Dataset items:
########

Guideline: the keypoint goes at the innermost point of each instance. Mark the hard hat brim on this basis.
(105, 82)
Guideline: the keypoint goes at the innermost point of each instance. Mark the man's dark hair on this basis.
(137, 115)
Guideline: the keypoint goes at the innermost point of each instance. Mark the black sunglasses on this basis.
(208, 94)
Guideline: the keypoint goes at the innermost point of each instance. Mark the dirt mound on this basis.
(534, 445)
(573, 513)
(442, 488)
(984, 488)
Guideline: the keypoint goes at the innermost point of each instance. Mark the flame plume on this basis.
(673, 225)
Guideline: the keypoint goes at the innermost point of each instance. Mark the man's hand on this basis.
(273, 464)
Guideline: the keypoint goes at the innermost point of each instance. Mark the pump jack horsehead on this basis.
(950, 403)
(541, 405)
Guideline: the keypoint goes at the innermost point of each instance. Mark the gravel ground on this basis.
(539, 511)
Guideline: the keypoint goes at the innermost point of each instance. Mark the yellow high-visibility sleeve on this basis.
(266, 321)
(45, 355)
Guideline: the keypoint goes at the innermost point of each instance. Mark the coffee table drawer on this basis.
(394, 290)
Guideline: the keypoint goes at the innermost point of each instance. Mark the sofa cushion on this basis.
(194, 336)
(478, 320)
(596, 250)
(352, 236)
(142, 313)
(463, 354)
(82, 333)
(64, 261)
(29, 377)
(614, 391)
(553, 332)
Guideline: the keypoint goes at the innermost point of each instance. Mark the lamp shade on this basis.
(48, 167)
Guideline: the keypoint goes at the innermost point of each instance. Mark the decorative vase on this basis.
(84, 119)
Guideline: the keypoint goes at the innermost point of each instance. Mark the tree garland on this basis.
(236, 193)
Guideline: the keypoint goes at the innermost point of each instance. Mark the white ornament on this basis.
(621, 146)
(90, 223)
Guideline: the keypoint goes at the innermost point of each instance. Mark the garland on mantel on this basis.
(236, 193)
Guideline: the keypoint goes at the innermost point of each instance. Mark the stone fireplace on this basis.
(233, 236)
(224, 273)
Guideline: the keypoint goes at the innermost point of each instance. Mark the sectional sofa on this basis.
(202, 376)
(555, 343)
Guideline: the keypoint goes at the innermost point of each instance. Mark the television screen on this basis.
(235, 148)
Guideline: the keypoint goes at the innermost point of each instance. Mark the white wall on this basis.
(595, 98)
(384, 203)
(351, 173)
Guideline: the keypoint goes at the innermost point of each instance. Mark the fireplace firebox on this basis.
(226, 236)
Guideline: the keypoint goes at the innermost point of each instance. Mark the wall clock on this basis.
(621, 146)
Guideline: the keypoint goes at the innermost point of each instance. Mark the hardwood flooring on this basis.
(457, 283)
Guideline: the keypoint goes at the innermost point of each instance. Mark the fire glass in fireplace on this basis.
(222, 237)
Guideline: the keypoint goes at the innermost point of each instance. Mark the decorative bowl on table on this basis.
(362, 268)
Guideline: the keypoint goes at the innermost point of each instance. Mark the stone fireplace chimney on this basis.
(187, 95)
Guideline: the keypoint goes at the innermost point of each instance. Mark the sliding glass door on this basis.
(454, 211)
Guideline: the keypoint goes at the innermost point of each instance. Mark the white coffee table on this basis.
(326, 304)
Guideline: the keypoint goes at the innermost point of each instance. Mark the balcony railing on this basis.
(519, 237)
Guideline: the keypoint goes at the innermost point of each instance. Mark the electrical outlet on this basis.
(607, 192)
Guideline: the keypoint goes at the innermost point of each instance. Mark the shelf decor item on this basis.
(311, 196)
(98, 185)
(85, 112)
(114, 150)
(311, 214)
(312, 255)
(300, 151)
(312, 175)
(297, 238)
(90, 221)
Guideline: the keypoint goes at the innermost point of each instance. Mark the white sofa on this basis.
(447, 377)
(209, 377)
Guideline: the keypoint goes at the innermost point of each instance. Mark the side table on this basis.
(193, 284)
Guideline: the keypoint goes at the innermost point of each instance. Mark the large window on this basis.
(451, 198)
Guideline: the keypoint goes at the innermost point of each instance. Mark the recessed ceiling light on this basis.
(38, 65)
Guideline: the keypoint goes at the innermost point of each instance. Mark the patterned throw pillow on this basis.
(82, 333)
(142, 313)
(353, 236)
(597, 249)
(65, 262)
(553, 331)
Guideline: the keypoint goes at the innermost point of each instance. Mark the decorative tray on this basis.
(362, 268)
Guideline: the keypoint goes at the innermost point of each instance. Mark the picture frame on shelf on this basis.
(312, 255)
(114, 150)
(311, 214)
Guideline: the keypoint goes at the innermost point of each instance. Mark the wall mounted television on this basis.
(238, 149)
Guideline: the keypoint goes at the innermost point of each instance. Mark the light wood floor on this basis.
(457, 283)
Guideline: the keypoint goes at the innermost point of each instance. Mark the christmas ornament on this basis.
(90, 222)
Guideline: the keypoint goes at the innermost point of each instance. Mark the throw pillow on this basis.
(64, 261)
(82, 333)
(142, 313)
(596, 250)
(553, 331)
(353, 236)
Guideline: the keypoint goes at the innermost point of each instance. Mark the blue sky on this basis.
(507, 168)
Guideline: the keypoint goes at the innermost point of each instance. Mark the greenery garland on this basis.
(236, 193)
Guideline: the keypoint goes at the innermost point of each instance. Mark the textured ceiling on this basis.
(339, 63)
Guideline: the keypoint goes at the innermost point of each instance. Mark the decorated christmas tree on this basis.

########

What is expected: Give the entries once more, exactly as they appear.

Correct response:
Guideline: the keypoint goes at the innermost point of each instance. Mark the hard hat brim on this basis.
(105, 82)
Guideline: the keypoint goes at the innermost point of each instance. Mark the man's dark hair on this basis.
(137, 115)
Guideline: the keypoint goes at the innermost point of each instance. Mark the black sunglasses on this basis.
(208, 94)
Guideline: the keypoint goes at the innermost point of each instance. Mark the dirt mound on this basis.
(534, 445)
(573, 513)
(442, 488)
(984, 488)
Guideline: the keypoint goes at the innermost point of each instance. Mark the flame plume on this basis.
(673, 225)
Guideline: the keypoint goes at the innermost point of each instance. Mark the man's hand on this basis.
(273, 464)
Guideline: the keypoint goes at the innermost point of each instance. Mark the pump jack horsehead on this basis.
(950, 403)
(541, 405)
Guideline: the keypoint goes at the innermost point of each instance. Mark the gravel ground on this basis.
(539, 511)
Guideline: the keypoint goes at the innermost point of each instance. Mark the yellow high-visibility sleeve on this basis.
(266, 321)
(45, 355)
Guideline: the keypoint goes at the innermost point of each instance. Mark the coffee table drawer on this basis.
(394, 290)
Guideline: the keypoint goes at the innermost point of each instance. Mark the sofa cushion on this basis.
(194, 336)
(478, 320)
(596, 250)
(352, 236)
(142, 313)
(463, 354)
(82, 333)
(64, 261)
(29, 377)
(614, 391)
(553, 332)
Guideline: the keypoint goes at the innermost point of each instance. Mark the lamp shade on this basis.
(48, 167)
Guideline: the keypoint goes at the innermost point of each instance. Mark the decorative vase on this basis.
(84, 119)
Guideline: the keypoint goes at the innermost point of each instance. Mark the tree garland on this basis.
(236, 193)
Guideline: the keypoint goes at the innermost point of each instance. Mark the white ornament on this basis.
(621, 146)
(90, 223)
Guideline: the keypoint goes at the innermost point of each instance. Mark the garland on mantel on this basis.
(236, 193)
Guideline: the keypoint goes at the innermost point of each instance. Mark the stone fireplace on this basis.
(233, 236)
(224, 273)
Guideline: the keypoint goes at the innermost point of each instance. Mark the sectional sofa on this basis.
(202, 376)
(555, 343)
Guideline: the keypoint goes at the innermost point of each instance. Mark the television screen on this basis.
(235, 148)
Guideline: the keypoint goes at the innermost point of each instance. Mark the white wall on this basis.
(595, 98)
(384, 203)
(351, 173)
Guideline: the keypoint goes at the innermost point of each instance. Mark the fireplace firebox on this basis.
(226, 236)
Guideline: the keypoint goes at the innermost point of each instance. Mark the wall clock on this basis.
(621, 146)
Guideline: the keypoint goes at the innermost point of each instance. Mark the hardwood flooring on this basis.
(457, 283)
Guideline: the keypoint goes at the innermost point of each instance. Mark the fire glass in fireplace on this basis.
(222, 237)
Guideline: the keypoint goes at the innermost point of each instance. Mark the decorative bowl on table on this basis.
(362, 268)
Guideline: the keypoint goes at the innermost point of each instance. Mark the stone fireplace chimney on this basis.
(187, 95)
Guideline: the keypoint goes at the innermost point of each instance. Mark the sliding glass door on this basis.
(454, 211)
Guideline: the keypoint goes at the innermost point of each instance. Mark the white coffee table on this basis.
(326, 304)
Guideline: the keypoint goes at the innermost point of each instance. Mark the balcony railing on this basis.
(519, 237)
Guideline: the keypoint goes at the innermost point of each instance. Mark the electrical outlet on this basis.
(607, 192)
Guideline: the keypoint goes at the innermost point of each instance. Mark the shelf decor item on this basis.
(311, 196)
(98, 185)
(85, 112)
(114, 150)
(311, 214)
(312, 255)
(300, 151)
(312, 175)
(297, 238)
(90, 221)
Guideline: the keypoint goes at the innermost point of each instance. Mark the white sofa on this basis.
(447, 377)
(209, 377)
Guideline: the keypoint goes at the innermost point of each instance. Mark the side table on this basis.
(193, 284)
Guideline: the keypoint goes at the innermost point of each instance. Mark the large window on this basis.
(451, 198)
Guideline: the keypoint goes at the innermost point of each instance. Mark the recessed ceiling light on this basis.
(38, 65)
Guideline: the keypoint goes at the innermost point of each instance. Mark the patterned throw pillow on this basis.
(82, 333)
(142, 313)
(353, 236)
(597, 249)
(65, 262)
(553, 331)
Guideline: the keypoint goes at the innermost point of each instance. Mark the decorative tray on this basis.
(362, 268)
Guideline: the keypoint goes at the innermost point of each instance. Mark the picture frame on shelf on this basis.
(312, 255)
(114, 150)
(311, 214)
Guideline: the keypoint goes at the innermost point of each instance. Mark the wall mounted television on this basis.
(238, 149)
Guideline: the keypoint goes at the innermost point of each instance. Mark the light wood floor on this basis.
(457, 283)
Guideline: the keypoint goes at the innermost point of each instance. Mark the christmas ornament on this basis.
(90, 222)
Guideline: the keypoint goes at the innermost point of each instance. Mark the throw pillow on this basis.
(64, 261)
(82, 333)
(142, 313)
(596, 250)
(553, 331)
(353, 236)
Guideline: the keypoint goes at the innermost point of each instance. Mark the blue sky on this basis.
(507, 168)
Guideline: the keypoint goes at the innermost point of each instance. Mark the greenery garland on this basis.
(236, 193)
Guideline: the keypoint goes at the innermost point of each instance. Mark the textured ceiling on this basis.
(339, 63)
Guideline: the keypoint goes at the innermost point of each instance. Mark the decorated christmas tree on this basis.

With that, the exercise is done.